* BEGIN SOURCE EXCERPT *

Why Travel for Sport?

Quite a number of years ago, I was sat on a train stuck at Peterborough station. We were held up on our journey because of the hordes of Sheffield Wednesday fans thronging the platform, singing and chanting together as they changed trains on their way to whatever mid-sized English town their team would be playing that afternoon. A woman opposite me looked up from her book and asked, in a tone dripping with contempt, ‘Do you think men need ritual?

 

At the time, I think I just smiled and rolled my eyes as if to say, ‘Aren’t they so juvenile? Shouldn’t they have better things to do?’

But the question stayed with me.

 

It brought me back to the earliest reasons I was drawn to watching sport, which were very much rooted in ritual. Growing up, my maternal grandfather and uncle were avid cricket fans. Since they arrived in Essex in the late 1970s, they had been religiously attending the county team’s fixtures throughout each summer. Some of my earliest memories are of sitting in my grandparents’ kitchen on Sunday mornings as my grandmother lovingly packed a mouthwatering array of fine foods for uncle James and grandpa Jimmy to take with them on their trips to Chelmsford. Proving the adage that the way to a man’s heart is through his stomach, I wanted in on these lunches and I was willing to watch cricket to make that happen.

* END SOURCE EXCERPT *
* BEGIN RAW DATA *

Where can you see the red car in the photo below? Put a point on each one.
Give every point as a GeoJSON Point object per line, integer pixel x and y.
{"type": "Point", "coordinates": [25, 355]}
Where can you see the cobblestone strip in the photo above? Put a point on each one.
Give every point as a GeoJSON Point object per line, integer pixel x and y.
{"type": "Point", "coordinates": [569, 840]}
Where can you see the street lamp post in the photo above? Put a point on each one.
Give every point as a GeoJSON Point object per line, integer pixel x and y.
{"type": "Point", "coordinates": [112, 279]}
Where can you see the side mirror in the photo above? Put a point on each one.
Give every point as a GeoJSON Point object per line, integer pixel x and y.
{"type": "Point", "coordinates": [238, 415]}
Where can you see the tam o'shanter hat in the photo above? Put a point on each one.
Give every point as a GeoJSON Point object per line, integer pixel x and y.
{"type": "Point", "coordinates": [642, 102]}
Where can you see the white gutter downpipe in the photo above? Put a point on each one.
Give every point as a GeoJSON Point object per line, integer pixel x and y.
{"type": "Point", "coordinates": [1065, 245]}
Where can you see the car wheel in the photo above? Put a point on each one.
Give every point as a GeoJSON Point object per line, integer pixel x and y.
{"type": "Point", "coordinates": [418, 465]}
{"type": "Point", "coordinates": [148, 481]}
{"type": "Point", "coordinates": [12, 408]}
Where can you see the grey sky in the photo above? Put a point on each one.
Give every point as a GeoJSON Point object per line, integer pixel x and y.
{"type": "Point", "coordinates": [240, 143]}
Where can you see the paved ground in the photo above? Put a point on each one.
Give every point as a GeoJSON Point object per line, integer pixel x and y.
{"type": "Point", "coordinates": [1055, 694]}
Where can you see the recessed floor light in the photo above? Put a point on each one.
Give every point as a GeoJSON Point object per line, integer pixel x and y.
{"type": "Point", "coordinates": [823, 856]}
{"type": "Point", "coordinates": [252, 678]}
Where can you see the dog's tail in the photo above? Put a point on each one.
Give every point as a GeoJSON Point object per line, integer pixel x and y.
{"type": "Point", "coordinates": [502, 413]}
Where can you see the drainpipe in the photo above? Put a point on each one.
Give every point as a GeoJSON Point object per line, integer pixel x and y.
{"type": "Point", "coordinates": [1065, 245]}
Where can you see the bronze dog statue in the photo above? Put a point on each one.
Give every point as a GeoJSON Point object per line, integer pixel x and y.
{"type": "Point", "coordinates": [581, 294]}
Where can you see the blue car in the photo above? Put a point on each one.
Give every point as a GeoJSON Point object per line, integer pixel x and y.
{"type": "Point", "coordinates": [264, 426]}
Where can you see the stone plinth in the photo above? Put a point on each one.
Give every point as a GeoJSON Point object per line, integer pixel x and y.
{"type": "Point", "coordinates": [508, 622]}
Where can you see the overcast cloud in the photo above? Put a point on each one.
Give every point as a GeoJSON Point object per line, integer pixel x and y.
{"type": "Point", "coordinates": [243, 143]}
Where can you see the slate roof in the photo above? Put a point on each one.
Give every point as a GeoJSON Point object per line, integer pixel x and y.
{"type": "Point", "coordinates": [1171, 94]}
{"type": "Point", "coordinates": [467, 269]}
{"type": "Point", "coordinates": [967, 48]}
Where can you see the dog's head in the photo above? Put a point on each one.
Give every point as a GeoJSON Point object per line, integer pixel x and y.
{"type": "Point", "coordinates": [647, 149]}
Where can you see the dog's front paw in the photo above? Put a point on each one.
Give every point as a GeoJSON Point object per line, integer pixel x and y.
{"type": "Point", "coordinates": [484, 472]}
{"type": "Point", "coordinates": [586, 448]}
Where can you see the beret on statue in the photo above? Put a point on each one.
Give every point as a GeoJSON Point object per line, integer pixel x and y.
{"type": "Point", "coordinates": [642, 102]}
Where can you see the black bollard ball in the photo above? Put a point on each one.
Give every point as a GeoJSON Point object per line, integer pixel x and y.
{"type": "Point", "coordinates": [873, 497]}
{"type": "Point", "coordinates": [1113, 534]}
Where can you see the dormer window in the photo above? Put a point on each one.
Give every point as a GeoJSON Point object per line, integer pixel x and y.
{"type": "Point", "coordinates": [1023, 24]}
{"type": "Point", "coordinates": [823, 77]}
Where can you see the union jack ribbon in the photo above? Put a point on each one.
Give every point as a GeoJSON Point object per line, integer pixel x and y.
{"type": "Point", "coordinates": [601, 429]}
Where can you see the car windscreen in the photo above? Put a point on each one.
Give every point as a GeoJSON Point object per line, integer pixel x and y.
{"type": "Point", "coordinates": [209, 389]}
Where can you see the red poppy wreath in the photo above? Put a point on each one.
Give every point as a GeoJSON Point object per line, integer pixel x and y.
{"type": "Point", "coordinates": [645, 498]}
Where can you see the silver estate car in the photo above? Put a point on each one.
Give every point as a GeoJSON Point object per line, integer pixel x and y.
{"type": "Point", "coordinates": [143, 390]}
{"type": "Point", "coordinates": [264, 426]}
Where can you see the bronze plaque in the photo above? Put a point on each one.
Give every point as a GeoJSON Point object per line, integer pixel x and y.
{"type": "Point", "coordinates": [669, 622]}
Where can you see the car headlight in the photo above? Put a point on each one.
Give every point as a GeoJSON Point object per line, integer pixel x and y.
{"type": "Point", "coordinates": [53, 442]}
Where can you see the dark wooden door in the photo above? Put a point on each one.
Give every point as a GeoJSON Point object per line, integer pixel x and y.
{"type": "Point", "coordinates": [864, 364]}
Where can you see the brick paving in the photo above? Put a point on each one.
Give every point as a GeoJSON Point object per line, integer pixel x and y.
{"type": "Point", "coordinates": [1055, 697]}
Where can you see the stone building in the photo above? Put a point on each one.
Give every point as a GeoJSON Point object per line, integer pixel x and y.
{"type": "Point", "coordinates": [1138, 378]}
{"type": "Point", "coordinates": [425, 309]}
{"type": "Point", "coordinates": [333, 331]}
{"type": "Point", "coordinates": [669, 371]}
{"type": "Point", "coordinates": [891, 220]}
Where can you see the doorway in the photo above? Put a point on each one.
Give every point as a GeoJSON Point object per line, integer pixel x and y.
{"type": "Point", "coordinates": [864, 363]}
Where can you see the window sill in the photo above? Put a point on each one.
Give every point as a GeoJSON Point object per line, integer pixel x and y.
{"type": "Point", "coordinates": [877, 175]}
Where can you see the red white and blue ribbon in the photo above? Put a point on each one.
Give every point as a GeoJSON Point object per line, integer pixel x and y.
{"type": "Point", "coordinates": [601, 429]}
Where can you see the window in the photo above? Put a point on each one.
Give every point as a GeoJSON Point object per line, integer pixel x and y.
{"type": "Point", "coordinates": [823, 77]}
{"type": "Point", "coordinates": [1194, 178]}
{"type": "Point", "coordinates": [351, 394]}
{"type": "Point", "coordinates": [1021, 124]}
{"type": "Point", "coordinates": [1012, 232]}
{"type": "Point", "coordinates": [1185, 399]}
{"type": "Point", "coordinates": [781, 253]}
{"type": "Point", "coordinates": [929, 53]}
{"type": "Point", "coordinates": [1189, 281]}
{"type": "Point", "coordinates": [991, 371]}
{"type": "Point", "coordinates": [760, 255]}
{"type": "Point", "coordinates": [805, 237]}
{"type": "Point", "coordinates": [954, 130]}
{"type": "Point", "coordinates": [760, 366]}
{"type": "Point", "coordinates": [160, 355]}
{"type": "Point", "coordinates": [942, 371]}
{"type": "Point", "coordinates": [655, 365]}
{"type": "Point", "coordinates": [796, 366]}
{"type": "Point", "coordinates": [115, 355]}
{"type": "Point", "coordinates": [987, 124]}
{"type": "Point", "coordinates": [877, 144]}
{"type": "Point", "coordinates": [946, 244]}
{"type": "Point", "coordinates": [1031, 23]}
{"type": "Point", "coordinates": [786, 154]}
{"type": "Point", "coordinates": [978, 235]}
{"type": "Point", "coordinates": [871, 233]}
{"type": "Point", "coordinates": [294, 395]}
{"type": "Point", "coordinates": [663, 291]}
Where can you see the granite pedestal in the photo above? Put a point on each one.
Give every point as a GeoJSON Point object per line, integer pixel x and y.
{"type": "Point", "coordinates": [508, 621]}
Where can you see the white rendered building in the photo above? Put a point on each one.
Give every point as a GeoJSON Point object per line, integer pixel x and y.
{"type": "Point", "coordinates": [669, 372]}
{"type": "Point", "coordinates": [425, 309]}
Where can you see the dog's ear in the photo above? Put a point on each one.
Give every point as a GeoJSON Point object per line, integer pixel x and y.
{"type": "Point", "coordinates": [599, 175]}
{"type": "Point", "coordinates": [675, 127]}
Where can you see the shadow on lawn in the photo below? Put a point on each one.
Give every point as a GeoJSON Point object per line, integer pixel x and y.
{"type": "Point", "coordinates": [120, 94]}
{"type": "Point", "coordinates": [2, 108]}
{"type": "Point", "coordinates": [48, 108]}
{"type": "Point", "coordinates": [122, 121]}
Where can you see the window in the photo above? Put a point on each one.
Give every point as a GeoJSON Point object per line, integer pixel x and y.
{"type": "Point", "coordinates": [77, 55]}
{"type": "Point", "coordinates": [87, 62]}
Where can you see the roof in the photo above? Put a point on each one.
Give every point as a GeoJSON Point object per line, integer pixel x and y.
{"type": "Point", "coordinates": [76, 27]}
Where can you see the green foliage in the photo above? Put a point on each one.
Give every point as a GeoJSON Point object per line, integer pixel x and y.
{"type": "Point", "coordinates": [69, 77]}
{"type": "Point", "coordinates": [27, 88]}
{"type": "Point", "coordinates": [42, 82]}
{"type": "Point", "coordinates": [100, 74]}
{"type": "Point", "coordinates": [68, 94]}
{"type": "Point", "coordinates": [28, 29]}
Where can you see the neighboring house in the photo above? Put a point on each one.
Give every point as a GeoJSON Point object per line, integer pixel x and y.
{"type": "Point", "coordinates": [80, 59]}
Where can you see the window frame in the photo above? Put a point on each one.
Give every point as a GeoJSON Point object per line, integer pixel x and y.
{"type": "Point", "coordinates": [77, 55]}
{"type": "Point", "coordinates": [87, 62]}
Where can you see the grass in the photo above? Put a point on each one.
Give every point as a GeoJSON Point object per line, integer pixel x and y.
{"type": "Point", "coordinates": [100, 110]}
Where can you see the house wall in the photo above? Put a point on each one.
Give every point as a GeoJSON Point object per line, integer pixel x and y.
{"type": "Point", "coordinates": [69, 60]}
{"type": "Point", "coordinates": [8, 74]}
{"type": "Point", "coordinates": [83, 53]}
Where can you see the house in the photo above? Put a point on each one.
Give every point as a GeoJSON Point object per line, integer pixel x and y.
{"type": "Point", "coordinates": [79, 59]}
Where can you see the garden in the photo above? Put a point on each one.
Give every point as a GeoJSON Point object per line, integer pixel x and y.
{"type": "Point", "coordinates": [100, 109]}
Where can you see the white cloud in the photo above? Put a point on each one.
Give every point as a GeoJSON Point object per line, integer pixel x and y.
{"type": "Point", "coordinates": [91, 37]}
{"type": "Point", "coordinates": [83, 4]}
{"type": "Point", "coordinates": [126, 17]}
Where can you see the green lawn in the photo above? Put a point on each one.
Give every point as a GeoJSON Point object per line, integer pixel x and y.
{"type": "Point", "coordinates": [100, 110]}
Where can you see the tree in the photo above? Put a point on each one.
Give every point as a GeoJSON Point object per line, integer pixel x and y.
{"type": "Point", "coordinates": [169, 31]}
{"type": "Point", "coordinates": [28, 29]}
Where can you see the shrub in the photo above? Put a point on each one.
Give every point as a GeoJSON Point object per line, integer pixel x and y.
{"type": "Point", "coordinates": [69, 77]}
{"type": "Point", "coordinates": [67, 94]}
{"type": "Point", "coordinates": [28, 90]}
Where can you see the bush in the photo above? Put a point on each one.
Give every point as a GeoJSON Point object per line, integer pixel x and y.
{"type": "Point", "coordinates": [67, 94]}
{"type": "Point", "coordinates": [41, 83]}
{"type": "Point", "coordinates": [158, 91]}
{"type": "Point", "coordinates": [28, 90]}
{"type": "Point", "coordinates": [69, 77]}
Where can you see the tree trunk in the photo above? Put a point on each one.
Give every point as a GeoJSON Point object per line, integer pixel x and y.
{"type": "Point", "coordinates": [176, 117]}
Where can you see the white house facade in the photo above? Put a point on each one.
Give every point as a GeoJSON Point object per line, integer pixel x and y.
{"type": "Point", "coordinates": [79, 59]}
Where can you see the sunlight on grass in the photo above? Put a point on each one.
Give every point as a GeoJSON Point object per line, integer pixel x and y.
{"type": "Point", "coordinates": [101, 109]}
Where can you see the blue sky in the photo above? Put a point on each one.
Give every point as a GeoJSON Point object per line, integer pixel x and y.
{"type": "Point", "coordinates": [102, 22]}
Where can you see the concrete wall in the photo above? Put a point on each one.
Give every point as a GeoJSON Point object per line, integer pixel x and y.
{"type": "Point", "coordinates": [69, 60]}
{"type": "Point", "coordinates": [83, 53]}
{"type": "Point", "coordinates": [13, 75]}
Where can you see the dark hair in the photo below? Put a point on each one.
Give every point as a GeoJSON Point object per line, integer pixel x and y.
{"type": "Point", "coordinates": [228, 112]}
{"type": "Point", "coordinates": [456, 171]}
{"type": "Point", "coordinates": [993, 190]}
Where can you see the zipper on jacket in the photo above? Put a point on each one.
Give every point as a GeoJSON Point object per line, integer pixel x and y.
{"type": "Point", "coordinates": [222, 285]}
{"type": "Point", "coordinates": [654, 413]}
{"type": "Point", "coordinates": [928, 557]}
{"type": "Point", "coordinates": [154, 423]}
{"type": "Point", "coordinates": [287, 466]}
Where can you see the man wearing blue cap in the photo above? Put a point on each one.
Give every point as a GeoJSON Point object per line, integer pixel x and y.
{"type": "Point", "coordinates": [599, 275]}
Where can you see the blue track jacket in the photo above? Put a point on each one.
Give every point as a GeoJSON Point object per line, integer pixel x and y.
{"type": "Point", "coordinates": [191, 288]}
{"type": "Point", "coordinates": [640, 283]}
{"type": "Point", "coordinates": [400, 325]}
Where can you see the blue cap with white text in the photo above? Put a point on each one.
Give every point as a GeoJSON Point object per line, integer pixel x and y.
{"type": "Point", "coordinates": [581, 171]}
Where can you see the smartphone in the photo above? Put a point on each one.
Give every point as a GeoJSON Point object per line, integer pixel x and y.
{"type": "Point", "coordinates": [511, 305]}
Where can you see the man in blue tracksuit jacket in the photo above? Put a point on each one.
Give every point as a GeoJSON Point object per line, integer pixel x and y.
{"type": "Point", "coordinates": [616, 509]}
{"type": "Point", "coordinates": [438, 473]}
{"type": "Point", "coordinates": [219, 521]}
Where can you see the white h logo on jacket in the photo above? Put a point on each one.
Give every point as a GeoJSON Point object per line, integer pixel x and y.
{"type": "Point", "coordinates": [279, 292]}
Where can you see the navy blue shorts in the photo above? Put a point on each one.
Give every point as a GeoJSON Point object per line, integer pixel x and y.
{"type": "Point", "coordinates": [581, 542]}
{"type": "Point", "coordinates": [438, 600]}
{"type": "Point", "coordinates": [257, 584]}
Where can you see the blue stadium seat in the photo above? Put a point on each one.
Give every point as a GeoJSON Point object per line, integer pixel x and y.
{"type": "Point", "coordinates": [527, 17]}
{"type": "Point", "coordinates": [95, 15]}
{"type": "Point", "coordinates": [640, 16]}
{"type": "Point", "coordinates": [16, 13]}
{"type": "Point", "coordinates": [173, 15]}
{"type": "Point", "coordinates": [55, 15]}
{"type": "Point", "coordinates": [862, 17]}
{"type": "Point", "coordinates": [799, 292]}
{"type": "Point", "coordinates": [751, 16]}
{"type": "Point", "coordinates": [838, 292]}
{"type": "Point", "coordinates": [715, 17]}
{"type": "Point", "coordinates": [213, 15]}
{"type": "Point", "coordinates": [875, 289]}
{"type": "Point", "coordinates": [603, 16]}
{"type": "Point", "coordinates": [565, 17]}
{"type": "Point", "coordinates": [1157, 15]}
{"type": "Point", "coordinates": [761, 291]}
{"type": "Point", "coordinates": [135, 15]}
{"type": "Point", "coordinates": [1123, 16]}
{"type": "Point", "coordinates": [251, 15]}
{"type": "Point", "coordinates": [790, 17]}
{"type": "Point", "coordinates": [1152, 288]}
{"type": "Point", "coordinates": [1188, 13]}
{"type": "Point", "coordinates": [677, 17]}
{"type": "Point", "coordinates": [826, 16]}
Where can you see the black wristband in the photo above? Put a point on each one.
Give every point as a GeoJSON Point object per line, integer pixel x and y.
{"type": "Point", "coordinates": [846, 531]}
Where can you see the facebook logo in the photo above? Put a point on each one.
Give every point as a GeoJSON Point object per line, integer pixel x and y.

* END RAW DATA *

- [WRITTEN INSTRUCTION A]: In the essay on traveling for sport, at which station was the narrator's train stuck?
- [WRITTEN INSTRUCTION B]: Rewrite the essay on traveling for sport between "Quite a number" and "stayed with me.", inclusive, replacing "Peterborough" with "York".
- [WRITTEN INSTRUCTION C]: List every member of the narrator's family mentioned in the essay on traveling for sport.

- [EXPECTED ANSWER A]: Peterborough station

- [EXPECTED ANSWER B]:
Quite a number of years ago, I was sat on a train stuck at York station. We were held up on our journey because of the hordes of Sheffield Wednesday fans thronging the platform, singing and chanting together as they changed trains on their way to whatever mid-sized English town their team would be playing that afternoon. A woman opposite me looked up from her book and asked, in a tone dripping with contempt, ‘Do you think men need ritual?

 

At the time, I think I just smiled and rolled my eyes as if to say, ‘Aren’t they so juvenile? Shouldn’t they have better things to do?’

But the question stayed with me.

- [EXPECTED ANSWER C]:
- Maternal grandfather (grandpa Jimmy)
- Uncle James
- Grandmother